■ Data for processing
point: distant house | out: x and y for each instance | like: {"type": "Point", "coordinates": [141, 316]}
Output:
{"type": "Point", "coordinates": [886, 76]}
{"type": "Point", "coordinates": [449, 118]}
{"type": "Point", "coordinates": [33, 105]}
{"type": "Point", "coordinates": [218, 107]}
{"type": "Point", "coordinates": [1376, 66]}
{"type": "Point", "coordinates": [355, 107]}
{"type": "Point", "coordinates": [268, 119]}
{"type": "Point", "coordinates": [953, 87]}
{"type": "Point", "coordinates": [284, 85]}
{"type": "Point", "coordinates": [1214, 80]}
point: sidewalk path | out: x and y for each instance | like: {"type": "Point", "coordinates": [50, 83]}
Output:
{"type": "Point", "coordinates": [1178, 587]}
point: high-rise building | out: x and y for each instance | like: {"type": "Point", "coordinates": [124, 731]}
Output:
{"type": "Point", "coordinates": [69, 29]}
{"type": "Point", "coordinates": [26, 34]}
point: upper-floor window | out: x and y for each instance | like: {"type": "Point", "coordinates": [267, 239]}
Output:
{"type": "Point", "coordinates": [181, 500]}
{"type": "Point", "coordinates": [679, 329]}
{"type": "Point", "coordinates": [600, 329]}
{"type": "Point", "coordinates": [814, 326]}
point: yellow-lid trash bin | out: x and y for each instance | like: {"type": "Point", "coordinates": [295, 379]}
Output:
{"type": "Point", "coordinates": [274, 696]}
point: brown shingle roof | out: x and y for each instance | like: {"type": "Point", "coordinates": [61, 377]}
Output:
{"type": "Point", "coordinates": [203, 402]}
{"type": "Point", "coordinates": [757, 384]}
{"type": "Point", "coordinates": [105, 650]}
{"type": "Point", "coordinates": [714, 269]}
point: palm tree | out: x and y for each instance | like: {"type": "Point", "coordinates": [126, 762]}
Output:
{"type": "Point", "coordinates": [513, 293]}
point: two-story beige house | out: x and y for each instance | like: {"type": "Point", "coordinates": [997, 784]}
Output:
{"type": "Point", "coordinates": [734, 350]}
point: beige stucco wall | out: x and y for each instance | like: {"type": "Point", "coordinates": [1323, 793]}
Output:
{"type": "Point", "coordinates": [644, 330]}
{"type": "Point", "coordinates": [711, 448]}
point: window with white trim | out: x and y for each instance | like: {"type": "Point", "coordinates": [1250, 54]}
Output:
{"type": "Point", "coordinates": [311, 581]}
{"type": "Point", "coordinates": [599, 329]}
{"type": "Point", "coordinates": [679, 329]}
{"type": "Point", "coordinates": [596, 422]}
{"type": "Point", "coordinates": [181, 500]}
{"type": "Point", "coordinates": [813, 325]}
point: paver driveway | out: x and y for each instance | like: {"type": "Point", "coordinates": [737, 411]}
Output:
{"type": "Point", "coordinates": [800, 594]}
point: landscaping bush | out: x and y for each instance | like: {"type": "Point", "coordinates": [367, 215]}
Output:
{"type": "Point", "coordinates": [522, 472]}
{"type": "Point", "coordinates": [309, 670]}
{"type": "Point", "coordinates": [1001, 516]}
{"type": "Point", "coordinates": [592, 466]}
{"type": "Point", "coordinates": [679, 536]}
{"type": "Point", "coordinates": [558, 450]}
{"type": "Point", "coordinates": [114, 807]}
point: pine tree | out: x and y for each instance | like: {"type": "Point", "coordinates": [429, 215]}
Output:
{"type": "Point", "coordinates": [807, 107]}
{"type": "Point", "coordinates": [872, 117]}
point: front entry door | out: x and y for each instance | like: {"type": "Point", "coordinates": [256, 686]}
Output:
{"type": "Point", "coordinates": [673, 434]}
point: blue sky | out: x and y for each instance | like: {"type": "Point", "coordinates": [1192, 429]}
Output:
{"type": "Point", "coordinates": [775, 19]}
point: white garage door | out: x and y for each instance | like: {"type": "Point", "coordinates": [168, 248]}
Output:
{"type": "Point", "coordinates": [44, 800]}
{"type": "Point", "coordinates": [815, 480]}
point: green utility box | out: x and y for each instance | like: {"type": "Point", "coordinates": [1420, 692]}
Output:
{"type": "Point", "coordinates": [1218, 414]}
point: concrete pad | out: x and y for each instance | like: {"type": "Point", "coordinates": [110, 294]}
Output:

■ Problem statement
Copy out only the lines of the records above from the one with "point: blue sky" through the one with "point: white garage", exactly as they stand, both included.

■ Response for this exercise
point: blue sky | out: x and y for each instance | like: {"type": "Point", "coordinates": [1192, 429]}
Output:
{"type": "Point", "coordinates": [775, 19]}
point: white garage door | out: x and y for each instance | like: {"type": "Point", "coordinates": [168, 248]}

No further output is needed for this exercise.